# What needs to be done
Translate into Spanish this sentence from the music history text below: "1987: Aretha Franklin became the first female artist to be inducted into the Rock & Roll Hall of Fame."

1970: “Raindrops Keep Fallin’ on My Head” from the soundtrack to the film Butch Cassidy and the Sundance Kid became B.J. Thomas’ first #1 on the Billboard Hot 100. The song also won Best Original Song at the 42nd Academy Awards.

1970: “Thank You (Falettinme Be Mice Elf Agin)” by Sly & the Family Stone entered the Billboard Hot 100. The single became the group’s second #1 on the R&B and pop charts in February.

1970: “Walk a Mile in My Shoes” by Joe South and the Believers entered the Billboard Hot 100. The single later reached #12, the same position as South’s other highest charting record, “Games People Play.”

1970: Paul McCartney, George Harrison, and Ringo Starr recorded Harrison’s “I Me Mine” at EMI Studios in London during the group’s final recording session. Harrison’s lyrics comment on the tensions within the Beatles that eventually lead to the breakup of the band the following April.

1970: Britain’s Melody Maker magazine named Al Stewart’s second album Love Chronicles as its folk album of the year. The LP features guitar work by Jimmy Page and a supporting band the includes Fairport Convention members Richard Thompson, Simon Nicol, Ashley Hutchings and Martin Lamble. Due to record label contracts, they appear under pseudonyms. Despite the presence of Page and Fairport Convention, the album made little impact in the US and was soon out of print and remains a hard to find release.

1972: Ben E. King released his seventh studio album, The Beginning of It All.

1974: Hot Tuna released The Phosphorescent Rat, their fourth studio album and first after founding members Jorma Kaukonen and Jack Casady had left Jefferson Airplane. The LP marked a transition from the more acoustic sound of their previous albums towards a harder rock sound.

1974: Bob Dylan and The Band began a six week reunion tour in Chicago two weeks before the release of Dylan’s collaborative album with The Band, Planet Waves. Recordings from the tour were released six months later as the live album Before the Flood. The 40-concert tour was Dylan’s first tour since 1966 and his first time performing with The Band since New Year’s Day in 1972.

1975: Spooky Tooth keyboardist Gary Wright debuted on the Billboard Hot 100 as a solo artist with “Dream Weaver.” According to Wright, the song was inspired by the autobiography of Indian guru Paramhansa Yogananda Autobiography of a Yogi, which had been given to him by George Harrison. The expression “Dream Weaver” had been also been popularized by John Lennon in 1970 in his song “God.” The record later became the first of Wright’s two highest-charting songs, peaking at #2.

1976: The Bay City Rollers scored their only #1 on the Billboard Hot 100 with “Saturday Night.”

1976: Former Temptations lead vocalist David Ruffin had his only #1 on Billboard’s R&B chart with “Walk Away from Love.” The single was Ruffin’s second of two top 40 hits on the Hot 100 pop chart, where it reached #9, and it was his only song to chart in the UK.

1987: Aretha Franklin became the first female artist to be inducted into the Rock & Roll Hall of Fame.

Birthdays Today

George Martin, record producer, arranger, composer, conductor, audio engineer, and musician who worked with many artists but is best known for his extensive involvement on each of the Beatles’ original albums, making him one of several individuals referred to as the “fifth Beatle,” was born in Highbury, London, England in 1926.

# Listed records
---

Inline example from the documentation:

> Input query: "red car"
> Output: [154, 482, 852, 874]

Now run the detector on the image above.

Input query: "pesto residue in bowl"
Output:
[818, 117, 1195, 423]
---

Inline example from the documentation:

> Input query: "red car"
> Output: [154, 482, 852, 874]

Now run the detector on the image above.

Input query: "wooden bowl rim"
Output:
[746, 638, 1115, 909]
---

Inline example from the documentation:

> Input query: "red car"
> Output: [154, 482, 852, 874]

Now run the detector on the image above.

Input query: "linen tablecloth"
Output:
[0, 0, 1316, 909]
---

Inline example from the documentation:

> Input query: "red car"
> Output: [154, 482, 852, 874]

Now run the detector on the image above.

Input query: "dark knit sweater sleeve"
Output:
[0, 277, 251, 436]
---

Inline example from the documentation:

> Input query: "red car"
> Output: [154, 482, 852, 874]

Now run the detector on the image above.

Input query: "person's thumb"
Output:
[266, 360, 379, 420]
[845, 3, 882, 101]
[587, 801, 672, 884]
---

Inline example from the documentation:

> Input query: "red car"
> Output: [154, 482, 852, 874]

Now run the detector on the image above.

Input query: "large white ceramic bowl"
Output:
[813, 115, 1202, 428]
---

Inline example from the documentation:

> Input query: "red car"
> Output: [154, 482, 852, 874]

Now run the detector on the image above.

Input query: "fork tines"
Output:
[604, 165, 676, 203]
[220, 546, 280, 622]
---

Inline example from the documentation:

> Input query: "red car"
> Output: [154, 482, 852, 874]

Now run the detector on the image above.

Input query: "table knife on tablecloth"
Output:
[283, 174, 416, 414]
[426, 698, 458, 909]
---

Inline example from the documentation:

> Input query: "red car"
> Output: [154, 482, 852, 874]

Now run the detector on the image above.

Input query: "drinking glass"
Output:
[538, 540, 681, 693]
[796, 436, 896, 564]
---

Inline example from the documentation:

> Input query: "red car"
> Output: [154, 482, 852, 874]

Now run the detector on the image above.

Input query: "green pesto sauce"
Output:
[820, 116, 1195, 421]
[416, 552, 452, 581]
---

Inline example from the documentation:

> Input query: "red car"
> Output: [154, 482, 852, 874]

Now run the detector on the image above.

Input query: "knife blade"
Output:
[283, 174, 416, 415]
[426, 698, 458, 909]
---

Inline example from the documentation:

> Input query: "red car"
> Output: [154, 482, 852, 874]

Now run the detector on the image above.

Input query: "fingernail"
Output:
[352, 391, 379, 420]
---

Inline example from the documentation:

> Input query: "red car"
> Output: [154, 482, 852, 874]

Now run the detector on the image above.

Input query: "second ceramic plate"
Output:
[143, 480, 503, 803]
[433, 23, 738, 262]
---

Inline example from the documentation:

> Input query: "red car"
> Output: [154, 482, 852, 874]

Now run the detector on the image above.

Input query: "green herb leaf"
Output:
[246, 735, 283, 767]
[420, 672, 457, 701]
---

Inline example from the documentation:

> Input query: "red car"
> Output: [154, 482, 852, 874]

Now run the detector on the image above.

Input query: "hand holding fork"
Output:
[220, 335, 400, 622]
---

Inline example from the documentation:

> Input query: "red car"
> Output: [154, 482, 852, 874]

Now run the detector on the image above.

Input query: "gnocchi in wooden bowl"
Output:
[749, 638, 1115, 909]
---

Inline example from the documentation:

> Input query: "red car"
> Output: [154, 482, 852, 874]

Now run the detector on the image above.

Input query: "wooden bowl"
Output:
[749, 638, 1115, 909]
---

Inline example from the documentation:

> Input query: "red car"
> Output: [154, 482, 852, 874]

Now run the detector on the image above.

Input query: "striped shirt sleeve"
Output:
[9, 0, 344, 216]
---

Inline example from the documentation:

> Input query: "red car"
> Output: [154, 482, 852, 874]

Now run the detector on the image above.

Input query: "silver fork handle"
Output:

# Response
1987: Aretha Franklin se convirtió en la primera artista femenina en ser incluida en el Salón de la Fama del Rock and Roll.